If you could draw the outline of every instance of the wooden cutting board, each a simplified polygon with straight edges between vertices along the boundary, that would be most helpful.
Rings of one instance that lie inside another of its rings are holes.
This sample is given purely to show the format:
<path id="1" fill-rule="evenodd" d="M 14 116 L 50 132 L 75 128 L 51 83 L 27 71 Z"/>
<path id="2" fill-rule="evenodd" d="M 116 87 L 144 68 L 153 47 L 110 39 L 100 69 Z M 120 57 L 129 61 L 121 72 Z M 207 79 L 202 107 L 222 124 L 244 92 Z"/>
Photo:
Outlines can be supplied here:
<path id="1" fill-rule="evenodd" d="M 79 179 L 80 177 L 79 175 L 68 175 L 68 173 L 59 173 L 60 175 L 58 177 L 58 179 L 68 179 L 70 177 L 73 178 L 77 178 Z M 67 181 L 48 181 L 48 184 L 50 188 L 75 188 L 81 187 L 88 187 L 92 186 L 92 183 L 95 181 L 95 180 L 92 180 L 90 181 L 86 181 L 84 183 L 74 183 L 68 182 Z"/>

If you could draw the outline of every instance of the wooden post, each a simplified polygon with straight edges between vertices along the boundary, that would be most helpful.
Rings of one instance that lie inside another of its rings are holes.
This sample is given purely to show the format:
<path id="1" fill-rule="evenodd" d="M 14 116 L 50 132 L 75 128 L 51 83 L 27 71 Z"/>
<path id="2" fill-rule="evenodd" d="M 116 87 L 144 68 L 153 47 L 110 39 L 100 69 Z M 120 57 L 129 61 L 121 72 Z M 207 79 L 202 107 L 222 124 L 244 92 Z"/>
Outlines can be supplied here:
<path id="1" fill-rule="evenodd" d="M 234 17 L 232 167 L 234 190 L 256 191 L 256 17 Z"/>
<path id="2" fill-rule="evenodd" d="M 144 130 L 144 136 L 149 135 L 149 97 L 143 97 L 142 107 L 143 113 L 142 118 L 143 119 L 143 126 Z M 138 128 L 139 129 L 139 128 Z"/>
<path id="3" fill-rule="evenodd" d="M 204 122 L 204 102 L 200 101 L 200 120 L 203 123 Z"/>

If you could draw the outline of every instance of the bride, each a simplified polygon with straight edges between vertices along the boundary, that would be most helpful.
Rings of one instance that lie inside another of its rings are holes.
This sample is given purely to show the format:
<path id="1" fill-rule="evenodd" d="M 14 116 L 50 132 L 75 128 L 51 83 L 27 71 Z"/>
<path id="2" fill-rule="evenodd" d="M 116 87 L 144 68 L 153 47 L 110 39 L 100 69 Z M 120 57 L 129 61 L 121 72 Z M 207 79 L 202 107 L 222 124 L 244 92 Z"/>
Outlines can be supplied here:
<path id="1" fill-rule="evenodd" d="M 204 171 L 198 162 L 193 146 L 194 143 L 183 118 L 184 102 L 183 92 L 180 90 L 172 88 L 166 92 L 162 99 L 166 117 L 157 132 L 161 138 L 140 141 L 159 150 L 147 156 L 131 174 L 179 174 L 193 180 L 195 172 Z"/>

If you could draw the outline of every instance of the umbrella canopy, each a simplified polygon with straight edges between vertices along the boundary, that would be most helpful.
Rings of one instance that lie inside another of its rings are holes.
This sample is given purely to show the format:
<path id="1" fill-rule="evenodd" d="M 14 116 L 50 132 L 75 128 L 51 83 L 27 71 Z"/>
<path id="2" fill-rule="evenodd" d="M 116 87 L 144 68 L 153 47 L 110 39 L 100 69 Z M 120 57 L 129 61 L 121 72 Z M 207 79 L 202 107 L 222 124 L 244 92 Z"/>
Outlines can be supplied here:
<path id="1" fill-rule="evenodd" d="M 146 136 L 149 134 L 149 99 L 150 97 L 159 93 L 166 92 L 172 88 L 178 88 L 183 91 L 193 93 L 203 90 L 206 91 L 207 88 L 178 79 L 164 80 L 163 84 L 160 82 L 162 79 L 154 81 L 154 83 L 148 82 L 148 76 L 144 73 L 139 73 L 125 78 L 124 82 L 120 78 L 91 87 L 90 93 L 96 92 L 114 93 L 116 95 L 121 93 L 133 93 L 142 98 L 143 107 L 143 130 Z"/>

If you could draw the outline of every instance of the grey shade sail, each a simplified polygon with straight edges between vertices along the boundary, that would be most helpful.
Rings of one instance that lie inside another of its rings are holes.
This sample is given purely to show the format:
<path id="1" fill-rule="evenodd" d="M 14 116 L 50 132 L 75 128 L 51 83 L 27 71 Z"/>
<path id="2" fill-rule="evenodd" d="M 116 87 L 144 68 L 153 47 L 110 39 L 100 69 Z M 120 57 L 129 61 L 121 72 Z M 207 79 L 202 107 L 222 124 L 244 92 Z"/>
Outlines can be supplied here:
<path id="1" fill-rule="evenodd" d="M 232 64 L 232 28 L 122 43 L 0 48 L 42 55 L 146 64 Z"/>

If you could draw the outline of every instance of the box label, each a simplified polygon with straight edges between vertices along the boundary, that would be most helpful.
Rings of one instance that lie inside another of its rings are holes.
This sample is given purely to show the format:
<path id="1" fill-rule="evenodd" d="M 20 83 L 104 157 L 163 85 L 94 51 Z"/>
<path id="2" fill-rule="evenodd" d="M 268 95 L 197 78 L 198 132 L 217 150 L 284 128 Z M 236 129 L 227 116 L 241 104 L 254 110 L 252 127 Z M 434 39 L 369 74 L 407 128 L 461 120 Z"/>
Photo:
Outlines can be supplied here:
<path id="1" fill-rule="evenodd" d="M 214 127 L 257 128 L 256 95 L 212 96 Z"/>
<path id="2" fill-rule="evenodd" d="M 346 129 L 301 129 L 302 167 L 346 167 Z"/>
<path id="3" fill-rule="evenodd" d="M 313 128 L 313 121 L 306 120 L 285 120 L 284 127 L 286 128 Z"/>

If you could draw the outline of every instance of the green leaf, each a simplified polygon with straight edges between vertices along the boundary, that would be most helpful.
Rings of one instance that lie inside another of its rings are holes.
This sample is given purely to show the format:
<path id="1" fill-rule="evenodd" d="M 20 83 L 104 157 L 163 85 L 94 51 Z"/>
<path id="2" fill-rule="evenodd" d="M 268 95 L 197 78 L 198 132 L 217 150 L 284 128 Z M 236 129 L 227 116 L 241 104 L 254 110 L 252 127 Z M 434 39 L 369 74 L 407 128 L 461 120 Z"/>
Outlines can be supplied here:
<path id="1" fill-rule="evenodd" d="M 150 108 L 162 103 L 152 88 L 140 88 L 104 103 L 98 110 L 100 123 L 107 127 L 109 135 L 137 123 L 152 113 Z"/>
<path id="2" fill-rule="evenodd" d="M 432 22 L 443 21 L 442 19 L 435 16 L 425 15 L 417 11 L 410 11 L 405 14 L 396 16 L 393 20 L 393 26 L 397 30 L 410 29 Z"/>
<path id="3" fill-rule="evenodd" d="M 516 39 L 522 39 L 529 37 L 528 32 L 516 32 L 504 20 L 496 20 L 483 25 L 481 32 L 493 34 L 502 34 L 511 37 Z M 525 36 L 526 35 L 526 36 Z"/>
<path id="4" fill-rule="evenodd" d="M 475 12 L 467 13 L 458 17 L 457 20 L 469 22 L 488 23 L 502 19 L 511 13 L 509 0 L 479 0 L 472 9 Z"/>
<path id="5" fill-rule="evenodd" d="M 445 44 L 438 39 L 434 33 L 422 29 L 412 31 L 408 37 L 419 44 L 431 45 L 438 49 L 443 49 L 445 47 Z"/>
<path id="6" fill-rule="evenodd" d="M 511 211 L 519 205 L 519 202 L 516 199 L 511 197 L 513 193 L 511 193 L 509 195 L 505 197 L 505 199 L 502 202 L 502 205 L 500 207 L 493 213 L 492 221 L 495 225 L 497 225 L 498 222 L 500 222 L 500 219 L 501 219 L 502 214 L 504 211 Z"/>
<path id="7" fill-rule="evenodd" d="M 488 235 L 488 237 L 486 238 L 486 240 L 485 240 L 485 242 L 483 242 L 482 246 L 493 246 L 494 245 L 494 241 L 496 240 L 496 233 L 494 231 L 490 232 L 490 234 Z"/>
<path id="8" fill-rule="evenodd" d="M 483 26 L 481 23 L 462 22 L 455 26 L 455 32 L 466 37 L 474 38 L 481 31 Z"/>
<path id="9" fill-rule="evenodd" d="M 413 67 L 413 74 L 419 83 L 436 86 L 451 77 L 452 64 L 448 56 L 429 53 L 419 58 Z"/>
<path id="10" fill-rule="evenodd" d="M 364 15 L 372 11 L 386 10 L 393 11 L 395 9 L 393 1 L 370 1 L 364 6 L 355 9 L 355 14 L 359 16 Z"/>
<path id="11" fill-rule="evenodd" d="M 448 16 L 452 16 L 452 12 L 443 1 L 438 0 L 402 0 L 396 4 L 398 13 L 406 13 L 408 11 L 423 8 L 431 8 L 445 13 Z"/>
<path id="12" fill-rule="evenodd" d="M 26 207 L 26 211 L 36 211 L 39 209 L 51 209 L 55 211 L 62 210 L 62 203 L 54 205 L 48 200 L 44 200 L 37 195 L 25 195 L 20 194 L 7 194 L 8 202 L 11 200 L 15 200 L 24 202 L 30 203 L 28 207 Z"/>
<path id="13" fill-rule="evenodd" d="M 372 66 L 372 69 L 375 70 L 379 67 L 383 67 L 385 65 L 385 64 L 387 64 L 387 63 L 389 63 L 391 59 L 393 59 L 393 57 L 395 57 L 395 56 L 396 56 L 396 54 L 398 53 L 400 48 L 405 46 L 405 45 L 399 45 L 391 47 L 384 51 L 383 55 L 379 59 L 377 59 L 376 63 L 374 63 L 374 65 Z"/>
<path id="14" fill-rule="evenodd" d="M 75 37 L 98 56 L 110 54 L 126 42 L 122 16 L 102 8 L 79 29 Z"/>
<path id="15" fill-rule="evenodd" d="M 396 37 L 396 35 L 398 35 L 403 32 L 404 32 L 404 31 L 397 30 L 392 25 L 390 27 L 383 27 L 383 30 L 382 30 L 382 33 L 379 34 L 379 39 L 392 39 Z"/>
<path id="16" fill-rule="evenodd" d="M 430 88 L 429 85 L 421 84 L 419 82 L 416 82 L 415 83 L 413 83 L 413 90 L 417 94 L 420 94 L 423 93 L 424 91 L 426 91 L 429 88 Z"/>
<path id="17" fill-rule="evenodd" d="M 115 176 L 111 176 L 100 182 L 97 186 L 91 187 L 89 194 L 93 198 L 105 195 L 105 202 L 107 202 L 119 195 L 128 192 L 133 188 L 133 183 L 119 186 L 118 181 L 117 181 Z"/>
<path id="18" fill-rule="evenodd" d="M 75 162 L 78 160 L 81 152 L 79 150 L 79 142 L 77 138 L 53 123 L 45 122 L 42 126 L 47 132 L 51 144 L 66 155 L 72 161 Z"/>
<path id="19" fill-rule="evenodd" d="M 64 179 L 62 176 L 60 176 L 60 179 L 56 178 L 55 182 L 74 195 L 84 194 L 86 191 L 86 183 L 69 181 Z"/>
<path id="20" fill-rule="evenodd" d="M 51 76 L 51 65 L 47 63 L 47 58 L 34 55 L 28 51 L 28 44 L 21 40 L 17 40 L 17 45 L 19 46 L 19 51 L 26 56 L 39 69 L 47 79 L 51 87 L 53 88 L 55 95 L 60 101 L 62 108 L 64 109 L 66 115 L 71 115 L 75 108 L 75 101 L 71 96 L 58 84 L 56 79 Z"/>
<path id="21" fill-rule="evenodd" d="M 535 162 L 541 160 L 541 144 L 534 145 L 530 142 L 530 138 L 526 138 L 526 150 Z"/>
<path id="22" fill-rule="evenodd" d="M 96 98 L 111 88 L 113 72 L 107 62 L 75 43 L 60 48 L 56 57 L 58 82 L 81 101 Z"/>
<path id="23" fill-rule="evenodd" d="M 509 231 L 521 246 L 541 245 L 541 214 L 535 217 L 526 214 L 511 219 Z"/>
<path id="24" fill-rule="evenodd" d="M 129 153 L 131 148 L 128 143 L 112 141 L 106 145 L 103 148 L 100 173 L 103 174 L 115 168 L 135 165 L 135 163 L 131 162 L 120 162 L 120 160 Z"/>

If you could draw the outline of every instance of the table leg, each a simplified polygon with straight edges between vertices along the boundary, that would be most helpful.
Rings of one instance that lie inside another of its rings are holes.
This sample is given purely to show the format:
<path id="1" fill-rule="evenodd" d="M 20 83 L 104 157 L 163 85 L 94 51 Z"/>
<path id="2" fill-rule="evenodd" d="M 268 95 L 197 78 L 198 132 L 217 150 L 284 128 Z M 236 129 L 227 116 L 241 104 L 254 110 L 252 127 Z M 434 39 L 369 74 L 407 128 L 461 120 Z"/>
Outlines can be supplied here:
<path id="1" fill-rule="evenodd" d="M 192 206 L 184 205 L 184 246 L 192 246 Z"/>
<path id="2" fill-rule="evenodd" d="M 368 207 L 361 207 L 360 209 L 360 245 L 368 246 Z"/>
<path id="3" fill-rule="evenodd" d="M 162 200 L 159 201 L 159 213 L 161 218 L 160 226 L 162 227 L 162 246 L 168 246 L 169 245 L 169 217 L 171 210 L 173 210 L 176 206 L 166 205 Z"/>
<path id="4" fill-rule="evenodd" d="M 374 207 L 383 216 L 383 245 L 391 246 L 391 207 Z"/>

TO DO: Render as a JSON list of strings the lines of the material from the line containing "of the table" through the final line, one string per line and with blank lines omitted.

OUTPUT:
[
  "If you could draw the outline of every instance of the table leg, each a simplified polygon with straight edges between vertices along the boundary, that would be most helpful.",
  "Rings of one instance that lie inside another of its rings are holes.",
  "This sample is given purely to show the format:",
  "<path id=\"1\" fill-rule=\"evenodd\" d=\"M 20 83 L 104 157 L 163 85 L 94 51 Z\"/>",
  "<path id=\"2\" fill-rule=\"evenodd\" d=\"M 268 95 L 197 78 L 198 132 L 217 150 L 284 128 Z M 236 129 L 227 116 L 241 104 L 254 110 L 252 127 Z M 434 39 L 369 74 L 407 128 L 461 120 Z\"/>",
  "Outlines can be supplied here:",
  "<path id=\"1\" fill-rule=\"evenodd\" d=\"M 192 206 L 184 205 L 184 246 L 192 246 Z\"/>",
  "<path id=\"2\" fill-rule=\"evenodd\" d=\"M 368 207 L 361 207 L 360 209 L 360 245 L 368 246 Z\"/>",
  "<path id=\"3\" fill-rule=\"evenodd\" d=\"M 162 200 L 159 201 L 159 213 L 161 218 L 160 226 L 162 227 L 162 246 L 168 246 L 169 245 L 169 217 L 171 210 L 173 210 L 176 206 L 166 205 Z\"/>",
  "<path id=\"4\" fill-rule=\"evenodd\" d=\"M 374 207 L 383 216 L 383 245 L 391 246 L 391 207 Z\"/>"
]